------ SELECTED EXTRACT ------
Hey, both of the pages answer on is steps after some text detected right?
https://i.pinimg.com/564x/bd/a3/d4/bda3d4bf11b0f727db1f9d81faac1b5d.jpg
i have all this type of images where I am not able to detect date at the 
top right. also contact name, phone, fax this is not correctly read every 
time or missed in detection part.
That's the reason i am asking i have a similar format of the document so if 
i trained the model on that it will help the model in the detection and 
recognition part?
I don't know how tesseract detecting the text from the whole form.
i have tried thresholding, scaling, sharpening but this can't give me 
results all time.

On Friday, February 12, 2021 at 1:04:29 AM UTC+5:30 g...@hobbelt.com wrote:

> Have you read the two pages linked to in the answer from february 5th?
> Have you executed those procedures, or anything similar, to extract the 
> individual table call images, to feed those to tesseract?
> So far you have not shown images or any results that show you have used a 
> tabular recognition and cell extraction process at all (which is a 
> preprocess required by the type of input image you have provided so far if 
> you want to significantly improve OCR output quality), so, *hey*, what are 
> your results so far following the sage advice (Feb 5)?
> (quoted below for convenience:)
>
>
> On Friday, February 5, 2021 at 7:53:26 PM UTC+5:30 shree wrote:
>
>>
>> See 
>> https://www.pyimagesearch.com/2020/09/07/ocr-a-document-form-or-invoice-with-tesseract-opencv-and-python/
>>
>>
>> https://stackoverflow.com/questions/61265666/how-to-extract-data-from-invoices-in-tabular-format
>>
>> To view this discussion on the web visit 
>>> https://groups.google.com/d/msgid/tesseract-ocr/e663d426-2c32-432b-80b3-4ff9d8fe86d4n%40googlegroups.com
>>>  
>>> <https://groups.google.com/d/msgid/tesseract-ocr/e663d426-2c32-432b-80b3-4ff9d8fe86d4n%40googlegroups.com?utm_medium=email&utm_source=footer>
>>> .
------ DATA SECTION ------
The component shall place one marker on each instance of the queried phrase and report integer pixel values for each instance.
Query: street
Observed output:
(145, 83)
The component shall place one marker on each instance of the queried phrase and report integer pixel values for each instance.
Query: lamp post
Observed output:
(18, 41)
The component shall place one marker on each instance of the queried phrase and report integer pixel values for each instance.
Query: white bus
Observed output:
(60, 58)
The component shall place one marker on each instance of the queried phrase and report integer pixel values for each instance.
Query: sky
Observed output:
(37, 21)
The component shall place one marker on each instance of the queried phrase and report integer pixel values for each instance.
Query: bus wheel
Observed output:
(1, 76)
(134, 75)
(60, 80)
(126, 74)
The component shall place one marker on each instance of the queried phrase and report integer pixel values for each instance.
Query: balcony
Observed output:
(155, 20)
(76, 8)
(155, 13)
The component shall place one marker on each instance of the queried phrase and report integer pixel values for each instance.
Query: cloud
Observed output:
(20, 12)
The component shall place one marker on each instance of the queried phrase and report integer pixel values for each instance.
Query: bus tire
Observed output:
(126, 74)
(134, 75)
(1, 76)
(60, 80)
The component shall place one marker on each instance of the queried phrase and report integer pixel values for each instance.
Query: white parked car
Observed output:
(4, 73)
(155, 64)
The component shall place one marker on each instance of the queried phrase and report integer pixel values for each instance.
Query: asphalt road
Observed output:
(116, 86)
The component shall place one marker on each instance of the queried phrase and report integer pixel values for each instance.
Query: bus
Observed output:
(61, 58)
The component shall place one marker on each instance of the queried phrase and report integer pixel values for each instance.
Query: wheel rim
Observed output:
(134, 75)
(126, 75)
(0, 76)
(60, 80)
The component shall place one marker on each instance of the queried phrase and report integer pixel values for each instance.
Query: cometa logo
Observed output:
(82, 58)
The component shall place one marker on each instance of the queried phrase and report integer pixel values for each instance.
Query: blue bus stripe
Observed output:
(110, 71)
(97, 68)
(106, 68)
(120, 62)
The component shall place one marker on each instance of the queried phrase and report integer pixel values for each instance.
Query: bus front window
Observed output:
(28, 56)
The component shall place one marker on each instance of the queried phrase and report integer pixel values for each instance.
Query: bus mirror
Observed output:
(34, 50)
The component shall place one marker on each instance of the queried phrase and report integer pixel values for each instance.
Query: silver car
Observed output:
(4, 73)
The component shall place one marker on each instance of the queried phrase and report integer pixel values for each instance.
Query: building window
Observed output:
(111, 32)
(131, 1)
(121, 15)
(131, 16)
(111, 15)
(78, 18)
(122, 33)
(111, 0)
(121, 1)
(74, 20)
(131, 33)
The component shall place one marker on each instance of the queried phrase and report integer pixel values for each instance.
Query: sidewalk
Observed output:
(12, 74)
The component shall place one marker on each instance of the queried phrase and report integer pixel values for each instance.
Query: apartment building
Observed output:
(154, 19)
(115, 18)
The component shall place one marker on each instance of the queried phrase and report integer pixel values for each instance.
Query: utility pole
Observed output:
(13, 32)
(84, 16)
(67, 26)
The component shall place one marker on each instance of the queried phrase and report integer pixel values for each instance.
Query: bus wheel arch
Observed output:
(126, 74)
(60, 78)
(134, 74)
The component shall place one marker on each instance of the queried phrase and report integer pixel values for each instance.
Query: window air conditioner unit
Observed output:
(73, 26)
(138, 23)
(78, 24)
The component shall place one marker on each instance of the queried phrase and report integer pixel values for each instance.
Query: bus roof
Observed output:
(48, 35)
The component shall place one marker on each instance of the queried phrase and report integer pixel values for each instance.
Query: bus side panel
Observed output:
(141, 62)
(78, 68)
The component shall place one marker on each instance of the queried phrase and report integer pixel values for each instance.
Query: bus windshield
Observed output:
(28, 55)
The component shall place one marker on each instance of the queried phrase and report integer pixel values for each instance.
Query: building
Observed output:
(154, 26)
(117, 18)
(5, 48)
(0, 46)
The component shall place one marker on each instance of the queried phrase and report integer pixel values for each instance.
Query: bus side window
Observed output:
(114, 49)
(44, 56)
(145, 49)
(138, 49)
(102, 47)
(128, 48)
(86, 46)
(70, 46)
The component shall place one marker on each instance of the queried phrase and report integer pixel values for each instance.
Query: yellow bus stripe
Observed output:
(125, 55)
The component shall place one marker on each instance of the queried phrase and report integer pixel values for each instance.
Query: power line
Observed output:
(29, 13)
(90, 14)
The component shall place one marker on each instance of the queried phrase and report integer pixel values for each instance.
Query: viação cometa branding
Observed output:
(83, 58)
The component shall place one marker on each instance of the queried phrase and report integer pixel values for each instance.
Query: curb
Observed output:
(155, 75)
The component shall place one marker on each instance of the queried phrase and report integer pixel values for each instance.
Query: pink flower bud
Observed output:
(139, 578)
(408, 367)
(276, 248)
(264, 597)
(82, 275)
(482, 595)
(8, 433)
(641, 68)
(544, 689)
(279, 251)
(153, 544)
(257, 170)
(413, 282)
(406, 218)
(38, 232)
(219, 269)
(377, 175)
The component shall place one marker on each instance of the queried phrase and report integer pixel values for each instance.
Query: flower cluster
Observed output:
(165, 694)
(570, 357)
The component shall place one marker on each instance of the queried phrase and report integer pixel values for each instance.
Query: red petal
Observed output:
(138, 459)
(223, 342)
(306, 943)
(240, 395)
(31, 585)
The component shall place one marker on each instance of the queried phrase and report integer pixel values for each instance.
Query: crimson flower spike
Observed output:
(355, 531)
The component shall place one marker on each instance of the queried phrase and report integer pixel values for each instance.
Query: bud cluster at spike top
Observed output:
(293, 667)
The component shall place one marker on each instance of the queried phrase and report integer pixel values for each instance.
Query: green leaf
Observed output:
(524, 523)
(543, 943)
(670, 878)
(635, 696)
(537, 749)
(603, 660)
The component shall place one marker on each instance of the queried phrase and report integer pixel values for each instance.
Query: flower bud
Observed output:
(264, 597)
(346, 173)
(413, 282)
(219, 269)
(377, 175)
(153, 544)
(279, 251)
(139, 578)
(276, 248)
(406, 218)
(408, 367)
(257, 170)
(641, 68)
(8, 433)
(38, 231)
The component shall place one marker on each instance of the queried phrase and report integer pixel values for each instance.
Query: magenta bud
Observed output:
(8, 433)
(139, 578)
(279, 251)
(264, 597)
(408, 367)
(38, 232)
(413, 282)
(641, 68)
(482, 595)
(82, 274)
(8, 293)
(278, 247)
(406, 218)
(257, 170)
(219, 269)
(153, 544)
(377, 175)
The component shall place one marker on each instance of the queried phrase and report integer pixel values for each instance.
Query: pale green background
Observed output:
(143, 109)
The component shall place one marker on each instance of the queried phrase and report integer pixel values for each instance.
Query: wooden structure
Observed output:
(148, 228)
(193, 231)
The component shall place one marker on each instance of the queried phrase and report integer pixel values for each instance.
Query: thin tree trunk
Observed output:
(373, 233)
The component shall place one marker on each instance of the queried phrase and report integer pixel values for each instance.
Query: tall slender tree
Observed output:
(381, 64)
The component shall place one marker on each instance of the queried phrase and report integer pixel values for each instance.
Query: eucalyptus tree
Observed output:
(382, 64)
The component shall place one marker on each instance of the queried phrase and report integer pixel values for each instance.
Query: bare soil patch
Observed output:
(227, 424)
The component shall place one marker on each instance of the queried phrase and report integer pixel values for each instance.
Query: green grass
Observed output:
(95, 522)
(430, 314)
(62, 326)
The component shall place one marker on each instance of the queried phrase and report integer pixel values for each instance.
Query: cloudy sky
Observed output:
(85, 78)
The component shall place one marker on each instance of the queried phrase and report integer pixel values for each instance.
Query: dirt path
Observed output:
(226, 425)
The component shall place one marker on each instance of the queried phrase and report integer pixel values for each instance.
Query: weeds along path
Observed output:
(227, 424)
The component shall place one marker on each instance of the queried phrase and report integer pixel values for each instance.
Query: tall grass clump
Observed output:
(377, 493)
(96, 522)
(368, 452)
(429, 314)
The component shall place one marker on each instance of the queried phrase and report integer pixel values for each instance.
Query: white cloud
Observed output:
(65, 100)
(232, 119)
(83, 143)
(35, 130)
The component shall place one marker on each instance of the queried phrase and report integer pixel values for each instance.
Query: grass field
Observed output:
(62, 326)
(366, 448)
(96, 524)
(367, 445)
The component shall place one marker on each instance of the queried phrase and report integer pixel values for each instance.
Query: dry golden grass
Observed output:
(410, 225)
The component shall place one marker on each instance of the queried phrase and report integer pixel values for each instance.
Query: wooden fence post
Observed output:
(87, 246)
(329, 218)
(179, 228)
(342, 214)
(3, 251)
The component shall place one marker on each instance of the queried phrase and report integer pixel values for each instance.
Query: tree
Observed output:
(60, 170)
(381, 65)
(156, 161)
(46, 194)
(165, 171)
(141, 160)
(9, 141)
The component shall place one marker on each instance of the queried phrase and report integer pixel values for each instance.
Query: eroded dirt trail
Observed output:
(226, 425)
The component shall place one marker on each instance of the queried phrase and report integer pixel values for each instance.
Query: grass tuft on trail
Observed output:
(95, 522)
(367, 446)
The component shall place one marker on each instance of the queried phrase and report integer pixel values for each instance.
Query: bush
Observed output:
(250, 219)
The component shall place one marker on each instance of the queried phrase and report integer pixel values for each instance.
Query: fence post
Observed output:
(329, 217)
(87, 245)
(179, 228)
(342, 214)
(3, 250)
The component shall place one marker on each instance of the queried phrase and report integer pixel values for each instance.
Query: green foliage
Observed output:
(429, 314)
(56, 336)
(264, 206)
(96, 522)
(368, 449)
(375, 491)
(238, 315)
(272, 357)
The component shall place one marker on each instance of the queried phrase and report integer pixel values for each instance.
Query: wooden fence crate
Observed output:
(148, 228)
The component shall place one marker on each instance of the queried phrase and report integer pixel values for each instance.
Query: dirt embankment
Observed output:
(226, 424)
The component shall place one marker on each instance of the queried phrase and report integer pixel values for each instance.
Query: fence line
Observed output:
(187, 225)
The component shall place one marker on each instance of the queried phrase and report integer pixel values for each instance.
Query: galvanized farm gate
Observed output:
------
YOUR TASKS
a) Answer these questions about the Tesseract OCR thread:
(i) Besides the date, which three fields does the first poster say are not read correctly every time or are missed in detection?
(ii) Which three preprocessing methods does the first poster say they have tried?
(iii) On what day and date was the reply from shree sent?
b) Extend the Tesseract OCR thread with the next part of the discussion, starting after its last line.
The records are separate material and have no connection to the Tesseract OCR thread.

ANSWERS
a)
(i) Contact name, phone, and fax.
(ii) Thresholding, scaling, and sharpening.
(iii) Friday, February 5, 2021.

b)
>>>
>>
>>
>> --
>>
>> ____________________________________________________________
>> भजन - कीर्तन - आरती @ http://bhajans.ramparivar.com
>>
> --  
>
>
> Met vriendelijke groeten / Best regards,
>
> Ger Hobbelt
>
> --------------------------------------------------
> web:    http://www.hobbelt.com/
>         http://www.hebbut.net/
> mail:   g...@hobbelt.com
> mobile: +31-6-11 120 978
> --------------------------------------------------
>
>
> On Mon, Feb 8, 2021 at 1:47 PM Kumar Rajwani <kumarraj...@gmail.com> 
> wrote:
>
>> hey, i am still waiting for your reply. can  you please solve my doubts. 
>> On Sunday, February 7, 2021 at 8:13:56 AM UTC+5:30 Kumar Rajwani wrote:
>>
>>> hey can you please tell me how can i improve the text detection for the 
>>> same kind of images?
>>>
>>> On Friday, February 5, 2021 at 8:38:31 PM UTC+5:30 Kumar Rajwani wrote:
>>>
>>>> Thanks for this. i know about the usage of the tesseract. i have 
>>>> multiple images where i can't improve image quality so i want to improve 
>>>> my 
>>>> model to get text from it.
>>>> are you saying that text detection will not improve by training?
>>>> Because i don't have an issue with text recognition most of time it 
>>>> right.
>>>> can you tell me how can i improve the model to get more text from the 
>>>> image? I am using psm 11 where it find lot's of text but some are missing.
>>>>
>>>>
>>>> On Friday, February 5, 2021 at 7:53:26 PM UTC+5:30 shree wrote:
>>>>
>>>>> Training won't fix that.
>>>>>
>>>>> See 
>>>>> https://www.pyimagesearch.com/2020/09/07/ocr-a-document-form-or-invoice-with-tesseract-opencv-and-python/
>>>>>
>>>>>
>>>>> https://stackoverflow.com/questions/61265666/how-to-extract-data-from-invoices-in-tabular-format
>>>>>
>>>>> On Fri, Feb 5, 2021 at 6:14 PM Kumar Rajwani <kumarraj...@gmail.com> 
>>>>> wrote:
>>>>>
>>>>>> i have tried a lot of images where it getting 90% accuracy and 
>>>>>> missing always one side of image. that's the reason i want to train 
>>>>>> model 
>>>>>> if it can improve a little a bit it would be great.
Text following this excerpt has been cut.